Source: Workers’ International Review, vol. 1 no. 2 (December 1956-January 1957)
Transcription: Francesco 2009
Proofread: Fred 2009
Markup: Manuel 2009
Note: Ted Grant wrote under the pseudonym of George Edwards
Taking advantage of the involvement of the Soviet Union in Eastern Europe, with the national uprising against Russian domination in Hungary and Poland, and the stirring of the peoples in the other satellite countries; and with the attention of American Imperialism on the last stages of the American elections; Anglo-French Imperialism decided to strike in order to restore their dominance in the Middle East. The Israeli attack was obviously prepared with the collusion of Britain and France.
Using the flimsiest excuses about the necessity to “restore order and peace” and the “danger to navigation and the Suez Canal” the Governments of Britain and France launched the invasion at a time they considered favourable. For them if they were not to dwindle to second-rate Powers the reality of the present position this seemed the last chance to act. The stake was vital: Suez, Oil, the strategic position of the Middle East.
Despite its inconvenience they were quite prepared to throw off the mask of pacifism, of the cloak of the “United Nations” to gain this glittering prize. In addition for France there was the aim of strengthening her North African Empire, by destroying the apparent fountain head of Arab Nationalism in Cairo.
Their calculations were transparent. A swift military blow and the seizure of the Canal within two or three weeks. Having established themselves they could dictate terms. And once the struggle was over world and national public opinion would settle down and accept a “fait accompli”.
The puffed-up pretensions of the Nasser regime would soon be pricked. They had “double-crossed” their American “allies”—knowing that American capitalism would have to make the best of a bad job and accept a different relation of forces in the Middle East, without coming forward as the supreme arbiter.
Their whole policy and position in the Middle East had collapsed in ruins, at a time when the Middle East had gained rather than diminished in importance for them and Western Europe economically, strategically, politically.
Israel, as a small power entirely dependent on Western imperialism is incapable of playing an independent role. With the war of France against the Arabic-speaking peoples of North Africa, and the loss of her Syrian and Lebanese colonies, France lacks a strong base in the area and turned to Israel as her point of support. From courting the Arab ruling classes in the area—not so long ago Britain supported tentatively a “solution” of the Arab-Israel conflict in the partition of Israel on the old Palestine plan of the United Nations—Britain decided to make a switch. To teach the Egyptian ruling class a “lesson” and act as a warning to the ruling class of the other Arab States she acted in collusion with Israel.

» Rows
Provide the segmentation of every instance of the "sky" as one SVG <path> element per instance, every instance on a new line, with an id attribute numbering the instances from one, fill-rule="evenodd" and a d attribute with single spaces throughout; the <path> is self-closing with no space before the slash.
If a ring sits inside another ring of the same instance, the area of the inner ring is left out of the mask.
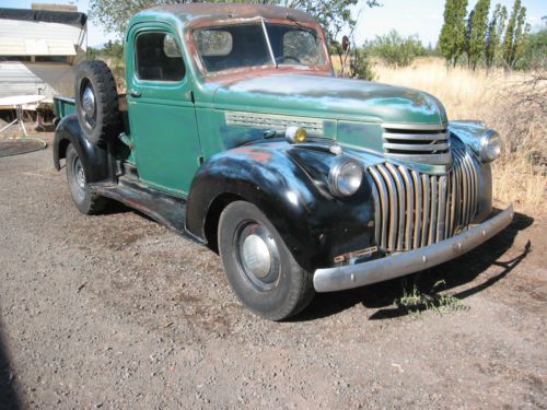
<path id="1" fill-rule="evenodd" d="M 123 1 L 123 0 L 120 0 Z M 364 0 L 360 0 L 364 1 Z M 0 7 L 30 9 L 31 3 L 74 4 L 78 10 L 88 13 L 89 0 L 0 0 Z M 357 44 L 386 34 L 395 28 L 403 35 L 417 34 L 423 44 L 434 45 L 443 23 L 444 0 L 380 0 L 380 8 L 364 9 L 354 28 Z M 472 10 L 477 0 L 469 0 L 467 10 Z M 513 0 L 491 0 L 490 12 L 496 3 L 504 4 L 509 10 Z M 522 0 L 526 7 L 527 21 L 532 27 L 539 27 L 542 16 L 547 15 L 546 0 Z M 95 22 L 88 23 L 88 45 L 97 46 L 115 36 L 108 34 Z"/>

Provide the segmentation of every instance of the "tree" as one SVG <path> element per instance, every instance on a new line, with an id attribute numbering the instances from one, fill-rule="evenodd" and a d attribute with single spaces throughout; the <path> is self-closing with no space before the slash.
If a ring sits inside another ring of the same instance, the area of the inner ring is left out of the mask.
<path id="1" fill-rule="evenodd" d="M 485 44 L 485 60 L 486 67 L 490 69 L 493 66 L 494 59 L 498 57 L 500 49 L 501 35 L 505 28 L 505 20 L 508 19 L 508 9 L 501 4 L 496 4 L 492 14 L 492 20 L 488 25 L 488 33 Z"/>
<path id="2" fill-rule="evenodd" d="M 507 68 L 513 69 L 515 62 L 522 56 L 528 31 L 529 25 L 526 24 L 526 8 L 521 5 L 521 0 L 515 0 L 505 30 L 505 36 L 503 37 L 502 57 Z"/>
<path id="3" fill-rule="evenodd" d="M 467 14 L 467 0 L 446 0 L 444 4 L 444 23 L 441 28 L 439 46 L 449 63 L 456 66 L 464 52 Z"/>
<path id="4" fill-rule="evenodd" d="M 490 0 L 478 0 L 475 9 L 469 13 L 466 51 L 469 67 L 474 71 L 485 49 L 489 11 Z"/>
<path id="5" fill-rule="evenodd" d="M 220 0 L 213 0 L 219 2 Z M 224 0 L 228 2 L 245 2 L 255 4 L 277 4 L 299 9 L 311 13 L 323 25 L 328 42 L 342 30 L 356 24 L 351 10 L 359 0 Z M 90 0 L 91 17 L 109 33 L 120 37 L 127 22 L 137 12 L 160 4 L 177 4 L 195 2 L 194 0 Z M 377 0 L 364 0 L 365 7 L 380 5 Z"/>

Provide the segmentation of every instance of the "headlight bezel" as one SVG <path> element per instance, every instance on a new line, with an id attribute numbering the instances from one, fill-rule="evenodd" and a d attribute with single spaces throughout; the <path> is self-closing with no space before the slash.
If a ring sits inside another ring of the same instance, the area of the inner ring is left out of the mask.
<path id="1" fill-rule="evenodd" d="M 486 130 L 480 137 L 479 155 L 480 161 L 490 163 L 498 160 L 503 149 L 501 136 L 493 129 Z"/>
<path id="2" fill-rule="evenodd" d="M 347 169 L 348 167 L 352 167 L 352 169 Z M 353 175 L 349 175 L 348 171 Z M 348 183 L 340 179 L 345 177 L 359 177 L 359 180 Z M 363 179 L 364 168 L 359 162 L 347 156 L 338 156 L 334 160 L 328 173 L 328 188 L 335 197 L 351 197 L 359 190 Z"/>

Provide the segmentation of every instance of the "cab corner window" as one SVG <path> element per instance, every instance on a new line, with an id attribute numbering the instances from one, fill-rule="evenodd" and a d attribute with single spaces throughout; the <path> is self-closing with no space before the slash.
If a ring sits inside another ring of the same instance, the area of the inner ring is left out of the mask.
<path id="1" fill-rule="evenodd" d="M 142 33 L 136 44 L 137 73 L 141 80 L 179 81 L 185 68 L 176 39 L 167 33 Z"/>

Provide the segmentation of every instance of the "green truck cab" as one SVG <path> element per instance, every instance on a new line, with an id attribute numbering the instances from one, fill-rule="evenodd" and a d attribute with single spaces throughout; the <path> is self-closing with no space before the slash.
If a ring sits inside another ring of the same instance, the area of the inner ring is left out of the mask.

» What is being asked
Answer these from the article on the Suez invasion:
(a) Under what pseudonym did Ted Grant write?
(b) Within how long did Britain and France expect to seize the Canal?
(c) Whom did France turn to as her point of support in the area?

» The output
(a) George Edwards
(b) Within two or three weeks
(c) Israel